(ACTIVITY 1) In the interview about working at the National Trust, what fundraised income does the charity aim to reach by 2020?
(ACTIVITY 2) Reproduce the interview about working at the National Trust starting with "What attracted you" and going on through "you working before?", switching "clear vision" to "bold vision".

The National Trust is one of the biggest charities in the UK. Fundraising plays a vital role in ensuring the future of the nation’s most special places, and it is currently on a journey to grow its fundraised income to £100 million by 2020.
The charity is currently recruiting for a programme officer (gifts in wills), fundraising operations and compliance manager, stewardship and cultivation manager, philanthropy manager and philanthropy co-ordinator.
Laura McHale, head of philanthropy, tells us about what it’s like to work for The National Trust’s fundraising team.
What attracted you to work for the National Trust?
The National Trust was founded upon a set of simple principles that remain at the heart of today’s strategy – to look after special places forever, for everyone. Working for an organisation that has such a clear vision for the future is really important to me and was one of the first things that attracted me to the role.
Where were you working before?
Before joining the National Trust I was the senior philanthropy manager for a medical research charity and have worked for many years in the fundraising sector. I have been privileged to work for some amazing causes and with inspirational people over the years, and I’m thrilled to have the opportunity to play my part at the National Trust – an organisation that is close to my own heart and the hearts of so many others.
What do you enjoy most about your job?
I’ve been welcomed into this role by colleagues who share a vision and passion for the cause, and with that combination greeting you at the office door every day, it’s easy to feel inspired and part of the team, even in your first few weeks of the job.
What makes the National Trust a special place to work?
The National Trust has combined over a century’s worth of experience with a dynamic approach to delivering its vision in today’s ever changing landscape. This creates an infectious energy that extends throughout the network of houses, land and coastline that we protect, helping to keep us at the cutting edge of fundraising and creating huge opportunities to inspire and engage with our supporters.

(EXTRACTED MATERIAL)
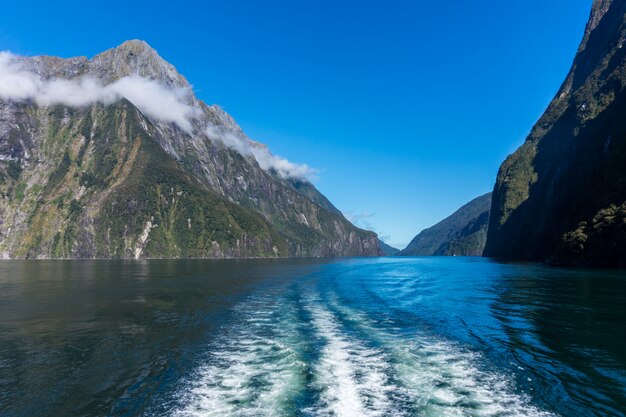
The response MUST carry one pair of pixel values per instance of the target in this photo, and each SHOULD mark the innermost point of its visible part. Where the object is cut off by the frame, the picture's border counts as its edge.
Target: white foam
(351, 377)
(440, 378)
(254, 370)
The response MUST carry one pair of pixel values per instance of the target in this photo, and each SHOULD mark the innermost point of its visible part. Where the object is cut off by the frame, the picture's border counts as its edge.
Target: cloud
(362, 220)
(266, 160)
(153, 99)
(149, 96)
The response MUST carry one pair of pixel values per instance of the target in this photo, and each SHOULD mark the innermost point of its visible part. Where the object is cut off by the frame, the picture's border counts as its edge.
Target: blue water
(355, 337)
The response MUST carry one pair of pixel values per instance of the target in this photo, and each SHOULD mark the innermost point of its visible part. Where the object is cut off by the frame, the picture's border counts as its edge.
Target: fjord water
(353, 337)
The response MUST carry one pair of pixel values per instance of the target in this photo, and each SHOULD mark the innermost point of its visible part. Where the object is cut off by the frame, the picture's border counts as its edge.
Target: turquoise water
(354, 337)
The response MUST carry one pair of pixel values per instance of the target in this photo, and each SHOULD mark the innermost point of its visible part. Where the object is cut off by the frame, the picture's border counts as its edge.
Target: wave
(313, 355)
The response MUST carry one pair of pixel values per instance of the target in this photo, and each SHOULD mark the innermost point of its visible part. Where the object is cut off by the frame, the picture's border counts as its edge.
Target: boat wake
(294, 355)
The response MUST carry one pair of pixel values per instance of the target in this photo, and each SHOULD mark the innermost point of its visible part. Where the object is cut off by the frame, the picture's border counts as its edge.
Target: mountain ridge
(463, 233)
(561, 196)
(49, 139)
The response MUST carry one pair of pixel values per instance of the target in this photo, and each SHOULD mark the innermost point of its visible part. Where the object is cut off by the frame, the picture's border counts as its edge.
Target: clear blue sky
(407, 108)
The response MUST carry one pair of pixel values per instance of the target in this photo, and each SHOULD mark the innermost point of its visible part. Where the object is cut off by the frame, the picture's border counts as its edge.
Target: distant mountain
(387, 250)
(461, 234)
(114, 156)
(562, 195)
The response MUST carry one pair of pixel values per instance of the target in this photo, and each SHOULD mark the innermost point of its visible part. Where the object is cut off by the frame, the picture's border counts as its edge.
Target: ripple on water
(259, 367)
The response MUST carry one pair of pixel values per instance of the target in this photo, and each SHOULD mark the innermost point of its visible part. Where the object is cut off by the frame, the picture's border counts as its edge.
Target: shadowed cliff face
(561, 195)
(115, 157)
(463, 233)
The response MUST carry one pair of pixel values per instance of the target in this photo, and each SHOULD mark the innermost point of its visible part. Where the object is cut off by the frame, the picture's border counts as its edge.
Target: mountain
(387, 250)
(114, 156)
(561, 196)
(461, 234)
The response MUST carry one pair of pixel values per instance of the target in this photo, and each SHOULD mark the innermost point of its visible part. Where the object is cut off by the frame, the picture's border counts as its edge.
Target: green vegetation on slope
(461, 234)
(572, 166)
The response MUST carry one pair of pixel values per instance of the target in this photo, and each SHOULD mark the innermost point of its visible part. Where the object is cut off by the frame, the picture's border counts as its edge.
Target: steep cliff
(561, 196)
(463, 233)
(114, 156)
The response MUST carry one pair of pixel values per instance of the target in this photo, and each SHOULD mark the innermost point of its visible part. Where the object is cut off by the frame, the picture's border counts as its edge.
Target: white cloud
(153, 99)
(267, 161)
(150, 97)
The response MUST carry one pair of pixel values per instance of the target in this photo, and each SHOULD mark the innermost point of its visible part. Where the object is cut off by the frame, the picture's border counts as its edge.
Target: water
(356, 337)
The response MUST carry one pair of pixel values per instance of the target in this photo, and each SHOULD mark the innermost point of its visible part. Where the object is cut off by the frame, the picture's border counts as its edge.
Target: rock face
(461, 234)
(561, 196)
(115, 157)
(387, 250)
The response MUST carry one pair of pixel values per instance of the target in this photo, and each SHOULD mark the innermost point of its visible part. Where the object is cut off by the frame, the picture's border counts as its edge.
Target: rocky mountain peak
(135, 57)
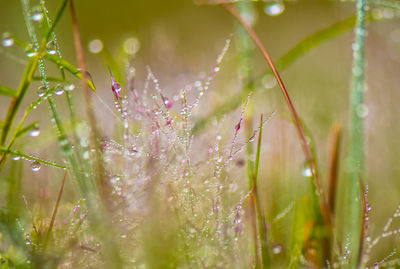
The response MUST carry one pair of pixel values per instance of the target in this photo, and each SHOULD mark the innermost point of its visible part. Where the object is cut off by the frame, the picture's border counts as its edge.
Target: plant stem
(53, 217)
(303, 139)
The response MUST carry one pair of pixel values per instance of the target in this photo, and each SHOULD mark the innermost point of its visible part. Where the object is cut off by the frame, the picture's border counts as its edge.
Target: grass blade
(6, 91)
(31, 158)
(282, 63)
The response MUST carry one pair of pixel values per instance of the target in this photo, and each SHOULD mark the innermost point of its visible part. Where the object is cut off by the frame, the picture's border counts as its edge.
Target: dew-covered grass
(221, 169)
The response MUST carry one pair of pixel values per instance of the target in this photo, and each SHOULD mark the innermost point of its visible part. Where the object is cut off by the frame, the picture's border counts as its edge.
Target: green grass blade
(283, 62)
(27, 129)
(6, 91)
(16, 101)
(31, 158)
(352, 226)
(70, 68)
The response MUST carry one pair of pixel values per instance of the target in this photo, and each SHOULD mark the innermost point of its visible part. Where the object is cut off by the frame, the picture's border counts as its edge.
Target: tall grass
(167, 191)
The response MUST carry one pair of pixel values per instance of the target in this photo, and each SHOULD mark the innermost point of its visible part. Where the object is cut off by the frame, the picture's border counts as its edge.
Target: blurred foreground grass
(181, 171)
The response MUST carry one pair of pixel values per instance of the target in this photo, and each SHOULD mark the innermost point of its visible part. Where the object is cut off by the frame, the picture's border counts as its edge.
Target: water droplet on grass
(131, 46)
(35, 131)
(276, 248)
(95, 46)
(37, 14)
(35, 166)
(59, 90)
(168, 103)
(362, 110)
(69, 87)
(274, 8)
(8, 41)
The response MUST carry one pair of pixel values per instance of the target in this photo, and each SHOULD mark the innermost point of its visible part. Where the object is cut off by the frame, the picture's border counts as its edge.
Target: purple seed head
(237, 127)
(116, 88)
(168, 103)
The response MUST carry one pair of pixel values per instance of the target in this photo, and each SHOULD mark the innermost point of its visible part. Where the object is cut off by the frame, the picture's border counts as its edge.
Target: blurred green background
(179, 40)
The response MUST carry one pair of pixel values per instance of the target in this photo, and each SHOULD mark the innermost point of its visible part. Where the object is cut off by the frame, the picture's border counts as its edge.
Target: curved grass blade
(27, 77)
(27, 129)
(353, 222)
(31, 158)
(58, 61)
(70, 68)
(283, 62)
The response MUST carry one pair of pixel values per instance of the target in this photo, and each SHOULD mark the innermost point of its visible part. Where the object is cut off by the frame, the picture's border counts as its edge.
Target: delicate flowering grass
(170, 187)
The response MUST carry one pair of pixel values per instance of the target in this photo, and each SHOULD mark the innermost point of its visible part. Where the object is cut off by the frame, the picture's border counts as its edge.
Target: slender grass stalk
(100, 220)
(53, 216)
(7, 91)
(323, 209)
(301, 48)
(26, 80)
(94, 134)
(262, 227)
(29, 157)
(353, 220)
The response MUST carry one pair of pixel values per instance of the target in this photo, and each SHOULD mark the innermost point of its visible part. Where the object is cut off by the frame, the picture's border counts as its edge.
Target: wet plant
(173, 181)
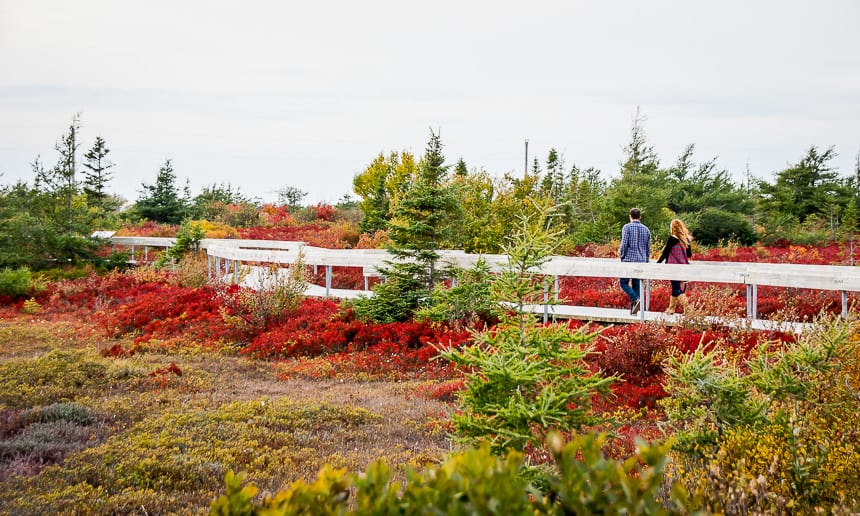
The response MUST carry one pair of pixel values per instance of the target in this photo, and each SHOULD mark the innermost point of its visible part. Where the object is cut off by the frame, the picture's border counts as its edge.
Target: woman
(677, 250)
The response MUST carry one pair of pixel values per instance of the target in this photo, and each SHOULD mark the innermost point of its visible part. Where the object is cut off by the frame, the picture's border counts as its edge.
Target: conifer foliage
(525, 378)
(418, 227)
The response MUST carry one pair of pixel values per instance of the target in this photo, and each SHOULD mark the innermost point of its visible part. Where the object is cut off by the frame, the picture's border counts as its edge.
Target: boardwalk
(227, 256)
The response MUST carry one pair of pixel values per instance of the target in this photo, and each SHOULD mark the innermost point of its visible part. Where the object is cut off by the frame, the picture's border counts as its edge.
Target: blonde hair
(679, 230)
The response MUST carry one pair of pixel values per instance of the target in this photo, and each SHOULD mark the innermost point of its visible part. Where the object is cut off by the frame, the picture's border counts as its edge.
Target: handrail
(819, 277)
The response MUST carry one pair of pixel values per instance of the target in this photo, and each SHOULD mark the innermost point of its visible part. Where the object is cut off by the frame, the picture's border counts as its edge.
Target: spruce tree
(161, 202)
(418, 227)
(97, 173)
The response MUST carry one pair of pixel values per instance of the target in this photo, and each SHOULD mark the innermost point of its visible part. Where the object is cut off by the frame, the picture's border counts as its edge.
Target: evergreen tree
(461, 170)
(418, 227)
(58, 186)
(524, 378)
(291, 197)
(849, 228)
(381, 186)
(695, 187)
(804, 189)
(97, 173)
(642, 183)
(160, 202)
(552, 184)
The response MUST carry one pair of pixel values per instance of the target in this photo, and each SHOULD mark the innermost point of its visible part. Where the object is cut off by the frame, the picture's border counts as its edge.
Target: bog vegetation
(154, 389)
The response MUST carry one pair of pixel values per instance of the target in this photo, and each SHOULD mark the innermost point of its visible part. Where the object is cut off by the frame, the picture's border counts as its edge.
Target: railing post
(752, 302)
(646, 304)
(545, 303)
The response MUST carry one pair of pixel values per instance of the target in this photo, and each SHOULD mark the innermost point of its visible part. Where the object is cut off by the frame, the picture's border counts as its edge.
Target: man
(635, 247)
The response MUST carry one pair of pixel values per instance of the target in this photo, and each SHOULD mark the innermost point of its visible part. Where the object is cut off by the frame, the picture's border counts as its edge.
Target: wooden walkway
(226, 256)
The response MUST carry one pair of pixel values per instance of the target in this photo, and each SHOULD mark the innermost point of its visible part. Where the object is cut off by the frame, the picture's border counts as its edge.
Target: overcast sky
(268, 94)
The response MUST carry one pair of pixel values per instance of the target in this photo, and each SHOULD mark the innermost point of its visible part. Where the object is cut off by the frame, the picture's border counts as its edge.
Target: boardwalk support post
(545, 303)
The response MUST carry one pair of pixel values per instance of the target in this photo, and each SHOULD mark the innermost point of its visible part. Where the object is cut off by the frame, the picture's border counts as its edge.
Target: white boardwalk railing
(226, 255)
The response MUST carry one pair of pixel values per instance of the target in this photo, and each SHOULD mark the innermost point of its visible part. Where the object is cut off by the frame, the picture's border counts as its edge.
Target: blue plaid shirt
(635, 242)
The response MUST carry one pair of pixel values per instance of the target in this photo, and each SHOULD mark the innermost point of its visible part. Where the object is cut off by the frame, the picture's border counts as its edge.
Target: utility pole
(526, 167)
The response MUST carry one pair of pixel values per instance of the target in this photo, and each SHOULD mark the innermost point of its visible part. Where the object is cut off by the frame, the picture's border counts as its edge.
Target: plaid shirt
(635, 242)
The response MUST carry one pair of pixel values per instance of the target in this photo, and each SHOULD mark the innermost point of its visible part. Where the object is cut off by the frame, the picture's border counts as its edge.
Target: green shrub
(174, 462)
(524, 378)
(54, 377)
(66, 411)
(777, 433)
(468, 300)
(714, 226)
(476, 481)
(17, 283)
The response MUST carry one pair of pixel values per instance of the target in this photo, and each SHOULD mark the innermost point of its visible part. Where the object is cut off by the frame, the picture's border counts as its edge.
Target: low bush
(475, 481)
(18, 283)
(762, 435)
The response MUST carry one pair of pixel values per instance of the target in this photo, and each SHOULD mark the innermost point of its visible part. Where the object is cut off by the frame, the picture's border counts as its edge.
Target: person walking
(677, 250)
(635, 247)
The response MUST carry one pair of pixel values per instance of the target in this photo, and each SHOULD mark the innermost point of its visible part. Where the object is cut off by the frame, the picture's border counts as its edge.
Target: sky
(264, 95)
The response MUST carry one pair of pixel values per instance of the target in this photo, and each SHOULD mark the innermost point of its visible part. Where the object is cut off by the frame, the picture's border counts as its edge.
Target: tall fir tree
(58, 185)
(97, 173)
(161, 202)
(642, 183)
(418, 227)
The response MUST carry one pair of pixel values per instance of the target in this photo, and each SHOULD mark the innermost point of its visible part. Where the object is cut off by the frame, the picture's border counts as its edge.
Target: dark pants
(632, 291)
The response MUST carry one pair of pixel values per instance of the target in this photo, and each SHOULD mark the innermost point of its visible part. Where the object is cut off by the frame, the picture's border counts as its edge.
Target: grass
(156, 432)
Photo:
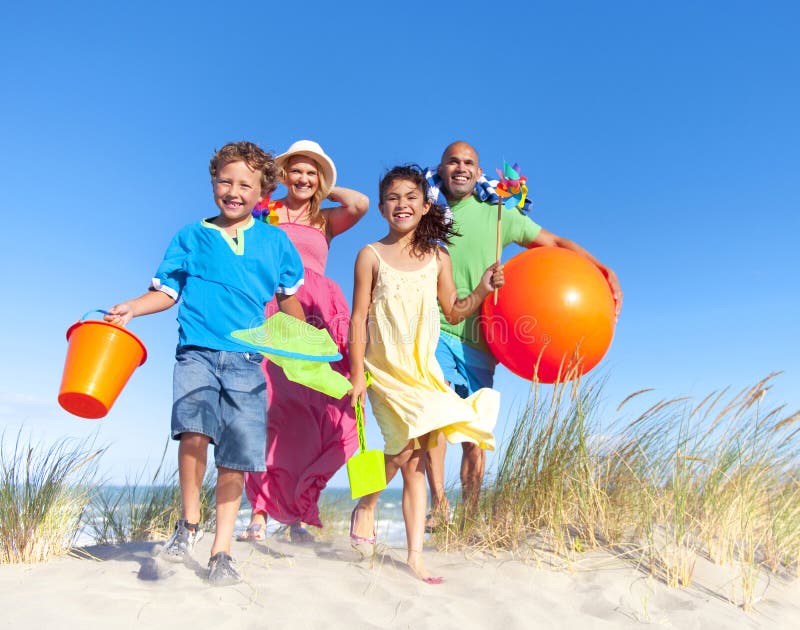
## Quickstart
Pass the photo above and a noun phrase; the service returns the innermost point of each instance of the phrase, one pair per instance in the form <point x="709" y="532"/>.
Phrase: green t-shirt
<point x="473" y="251"/>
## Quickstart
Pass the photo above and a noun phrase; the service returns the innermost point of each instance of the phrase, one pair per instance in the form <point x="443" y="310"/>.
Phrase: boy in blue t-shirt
<point x="224" y="270"/>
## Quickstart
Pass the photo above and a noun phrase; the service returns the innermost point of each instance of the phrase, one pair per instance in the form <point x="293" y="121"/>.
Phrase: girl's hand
<point x="493" y="278"/>
<point x="359" y="391"/>
<point x="119" y="314"/>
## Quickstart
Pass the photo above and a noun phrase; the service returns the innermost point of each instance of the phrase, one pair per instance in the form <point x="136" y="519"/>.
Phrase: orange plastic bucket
<point x="100" y="359"/>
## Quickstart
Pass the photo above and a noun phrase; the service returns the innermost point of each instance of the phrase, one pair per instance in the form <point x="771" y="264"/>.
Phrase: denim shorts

(EXERCISE OUTPUT 1) £100 million

(EXERCISE OUTPUT 2)
What attracted you to work for the National Trust?
The National Trust was founded upon a set of simple principles that remain at the heart of today’s strategy – to look after special places forever, for everyone. Working for an organisation that has such a bold vision for the future is really important to me and was one of the first things that attracted me to the role.
Where were you working before?